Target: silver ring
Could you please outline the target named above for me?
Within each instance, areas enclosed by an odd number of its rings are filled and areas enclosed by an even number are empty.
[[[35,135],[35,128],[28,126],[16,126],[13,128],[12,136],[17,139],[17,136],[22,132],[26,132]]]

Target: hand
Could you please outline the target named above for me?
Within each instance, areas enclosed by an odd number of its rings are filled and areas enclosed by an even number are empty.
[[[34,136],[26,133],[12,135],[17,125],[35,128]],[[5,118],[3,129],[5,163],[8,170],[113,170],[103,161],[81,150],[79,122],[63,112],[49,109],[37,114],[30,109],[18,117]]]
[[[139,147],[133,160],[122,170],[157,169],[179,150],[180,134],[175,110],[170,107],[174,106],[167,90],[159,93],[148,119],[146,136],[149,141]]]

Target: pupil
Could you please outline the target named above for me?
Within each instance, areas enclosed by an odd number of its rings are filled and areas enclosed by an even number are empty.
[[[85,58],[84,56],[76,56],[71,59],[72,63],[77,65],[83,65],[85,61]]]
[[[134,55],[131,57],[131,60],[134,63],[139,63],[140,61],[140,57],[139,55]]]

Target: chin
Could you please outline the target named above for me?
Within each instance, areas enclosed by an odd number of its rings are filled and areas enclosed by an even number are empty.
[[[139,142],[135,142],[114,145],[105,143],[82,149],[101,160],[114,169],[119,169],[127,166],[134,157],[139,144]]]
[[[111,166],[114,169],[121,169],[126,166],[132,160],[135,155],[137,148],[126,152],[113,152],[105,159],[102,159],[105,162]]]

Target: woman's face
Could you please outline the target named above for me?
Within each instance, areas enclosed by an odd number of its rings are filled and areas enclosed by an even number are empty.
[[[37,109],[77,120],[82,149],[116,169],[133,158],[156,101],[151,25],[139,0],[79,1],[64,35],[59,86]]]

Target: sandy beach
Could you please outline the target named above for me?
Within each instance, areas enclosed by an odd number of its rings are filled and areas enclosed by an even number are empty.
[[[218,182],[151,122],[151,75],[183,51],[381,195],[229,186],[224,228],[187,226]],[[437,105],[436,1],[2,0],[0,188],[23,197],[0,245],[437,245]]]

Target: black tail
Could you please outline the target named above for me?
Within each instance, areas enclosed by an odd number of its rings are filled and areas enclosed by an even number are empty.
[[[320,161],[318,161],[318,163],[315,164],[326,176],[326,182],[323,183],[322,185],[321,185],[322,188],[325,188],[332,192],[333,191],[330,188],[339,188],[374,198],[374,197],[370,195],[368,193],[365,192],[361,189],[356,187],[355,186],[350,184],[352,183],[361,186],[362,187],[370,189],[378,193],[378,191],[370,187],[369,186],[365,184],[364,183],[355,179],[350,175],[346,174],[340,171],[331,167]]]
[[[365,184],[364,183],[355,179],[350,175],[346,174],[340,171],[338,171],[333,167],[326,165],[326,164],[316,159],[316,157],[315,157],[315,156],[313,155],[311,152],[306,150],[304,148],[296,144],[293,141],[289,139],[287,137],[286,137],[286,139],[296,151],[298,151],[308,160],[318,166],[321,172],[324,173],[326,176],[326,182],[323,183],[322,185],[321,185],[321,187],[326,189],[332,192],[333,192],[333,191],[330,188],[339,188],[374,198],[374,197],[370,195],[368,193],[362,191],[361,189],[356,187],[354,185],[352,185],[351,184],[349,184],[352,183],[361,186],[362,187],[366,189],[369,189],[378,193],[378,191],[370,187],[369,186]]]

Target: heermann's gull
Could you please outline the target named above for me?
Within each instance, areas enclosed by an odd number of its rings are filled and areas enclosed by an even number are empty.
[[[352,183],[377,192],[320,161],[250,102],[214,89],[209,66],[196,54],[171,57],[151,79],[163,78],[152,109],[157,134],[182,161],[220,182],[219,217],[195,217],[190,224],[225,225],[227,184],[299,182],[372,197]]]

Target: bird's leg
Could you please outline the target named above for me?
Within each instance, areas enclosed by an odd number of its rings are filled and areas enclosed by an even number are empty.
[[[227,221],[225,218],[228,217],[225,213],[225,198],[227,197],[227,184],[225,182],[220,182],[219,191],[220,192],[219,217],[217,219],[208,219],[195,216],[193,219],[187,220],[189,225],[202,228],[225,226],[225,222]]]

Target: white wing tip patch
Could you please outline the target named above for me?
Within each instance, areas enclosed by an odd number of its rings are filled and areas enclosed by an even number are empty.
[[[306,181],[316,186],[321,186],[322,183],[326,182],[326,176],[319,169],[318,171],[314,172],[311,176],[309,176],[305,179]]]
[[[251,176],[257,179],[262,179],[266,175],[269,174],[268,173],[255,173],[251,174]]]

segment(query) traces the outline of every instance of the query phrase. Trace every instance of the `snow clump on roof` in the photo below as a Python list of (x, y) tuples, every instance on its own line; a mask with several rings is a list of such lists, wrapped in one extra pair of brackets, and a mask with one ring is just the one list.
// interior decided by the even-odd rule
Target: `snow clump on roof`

- _Required work_
Please set out every line of the items above as a numbered list, leaving out the blank lines.

- _Expected answer_
1. Target: silver ring
2. Could you please outline the target named above for me?
3. Within each instance, areas enclosed by an odd number of its rings are filled and areas enclosed by an even number are empty.
4. [[[35,135],[35,128],[28,126],[16,126],[13,128],[12,136],[17,139],[17,136],[22,132],[26,132]]]
5. Target: hand
6. Could you please outline the target named above for me?
7. Within each instance, areas enclosed by an odd number of its rings are filled and areas enclosed by an even number are empty.
8. [[[34,136],[26,133],[12,135],[17,125],[35,128]],[[5,118],[3,129],[5,163],[8,170],[113,170],[103,161],[81,150],[79,122],[63,112],[49,109],[37,114],[30,109],[18,117]]]
9. [[[139,147],[133,160],[122,170],[157,169],[179,150],[180,134],[175,110],[170,107],[174,106],[167,90],[159,93],[148,119],[146,136],[149,141]]]
10. Target: pupil
11. Could you please outline the target named above for me?
12. Within each instance, areas enclosed by an odd number of its rings are filled and areas enclosed by an even number are empty.
13. [[[85,58],[84,56],[76,56],[71,59],[72,63],[77,65],[83,65],[85,61]]]
14. [[[134,55],[131,57],[131,60],[134,63],[139,63],[140,61],[140,57],[139,55]]]
15. Target: chin
16. Could you please outline the target named above for me?
17. Within each instance, areas enclosed by an odd number of its rings are filled and areas enclosed by an even number are empty.
18. [[[139,142],[135,142],[114,145],[105,143],[82,149],[101,160],[114,169],[119,169],[127,166],[134,157],[139,144]]]
19. [[[111,166],[114,169],[121,169],[126,166],[132,160],[135,155],[137,148],[126,152],[113,152],[105,159],[102,159],[105,162]]]
20. Target: woman's face
21. Could you please outline the target named above for me?
22. Within each instance, areas enclosed by an odd number of its rings are filled and areas enclosed by an even number are empty.
23. [[[37,109],[77,120],[82,149],[116,169],[133,158],[156,101],[151,25],[139,0],[79,1],[64,35],[59,86]]]
24. Target: sandy beach
25. Could you please outline the target named above for me?
26. Within each instance, areas enclosed by an odd number of its rings are filled and areas enclosed by an even number are empty.
27. [[[218,182],[151,122],[151,75],[183,51],[381,195],[229,186],[224,228],[187,226]],[[437,105],[436,1],[2,0],[0,188],[23,197],[0,245],[437,245]]]
28. Target: black tail
29. Could you please outline the target named above for me?
30. Within each instance, areas enclosed by an odd number of its rings are filled and areas enclosed by an even number are empty.
31. [[[320,161],[318,161],[318,163],[315,164],[326,176],[326,182],[323,183],[322,185],[321,185],[322,188],[325,188],[332,192],[333,191],[330,188],[339,188],[374,198],[374,197],[370,195],[368,193],[365,192],[361,189],[356,187],[355,186],[350,184],[352,183],[361,186],[362,187],[370,189],[378,193],[378,191],[370,187],[369,186],[365,184],[364,183],[355,179],[350,175],[346,174],[340,171],[331,167]]]
32. [[[365,184],[364,183],[355,179],[350,175],[346,174],[340,171],[338,171],[333,167],[326,165],[326,164],[316,159],[316,157],[315,157],[315,156],[313,155],[311,152],[306,150],[304,148],[296,144],[293,141],[289,139],[287,137],[286,137],[286,139],[296,151],[298,151],[308,160],[318,166],[321,172],[324,173],[326,176],[326,182],[323,183],[322,185],[321,185],[321,187],[326,189],[332,192],[333,192],[333,191],[330,188],[339,188],[374,198],[374,197],[370,195],[368,193],[362,191],[361,189],[356,187],[354,185],[352,185],[351,184],[349,184],[352,183],[361,186],[362,187],[366,189],[369,189],[378,193],[378,191],[370,187],[369,186]]]
33. Target: heermann's gull
34. Could you please outline the target named above for me?
35. Within each instance, areas enclosed by an odd number of its rings are filled and areas enclosed by an even number are empty.
36. [[[352,183],[377,192],[320,161],[250,102],[214,89],[209,66],[196,54],[171,57],[151,79],[163,78],[152,109],[157,134],[182,161],[220,182],[219,217],[195,217],[190,224],[225,225],[227,184],[299,182],[372,197]]]
37. Target: bird's leg
38. Could you please outline the target named above for me?
39. Within each instance, areas enclosed by an odd number of its rings are filled and areas enclosed by an even number are empty.
40. [[[227,221],[225,218],[228,217],[225,213],[225,198],[227,197],[227,184],[225,182],[220,182],[219,191],[220,192],[219,217],[217,219],[208,219],[195,216],[193,219],[187,220],[189,225],[202,228],[225,226],[225,222]]]
41. Target: white wing tip patch
42. Could you please outline the target named above for me?
43. Within each instance, areas enclosed by an odd number of its rings are filled and areas enclosed by an even number are empty.
44. [[[306,181],[316,186],[321,186],[322,183],[326,182],[326,176],[319,169],[318,171],[314,172],[311,176],[309,176],[305,179]]]
45. [[[251,176],[257,179],[262,179],[266,175],[269,174],[268,173],[255,173],[251,174]]]
46. segment(query) traces the outline of every instance of the query phrase. Trace every instance of the `snow clump on roof` in the photo below as a Python list of (x, y) tuples, every instance on its own line; a mask with several rings is a list of such lists, wrapped in one extra pair of brackets, and a mask with one ring is just the one list.
47. // interior decided by the even-odd rule
48. Target: `snow clump on roof`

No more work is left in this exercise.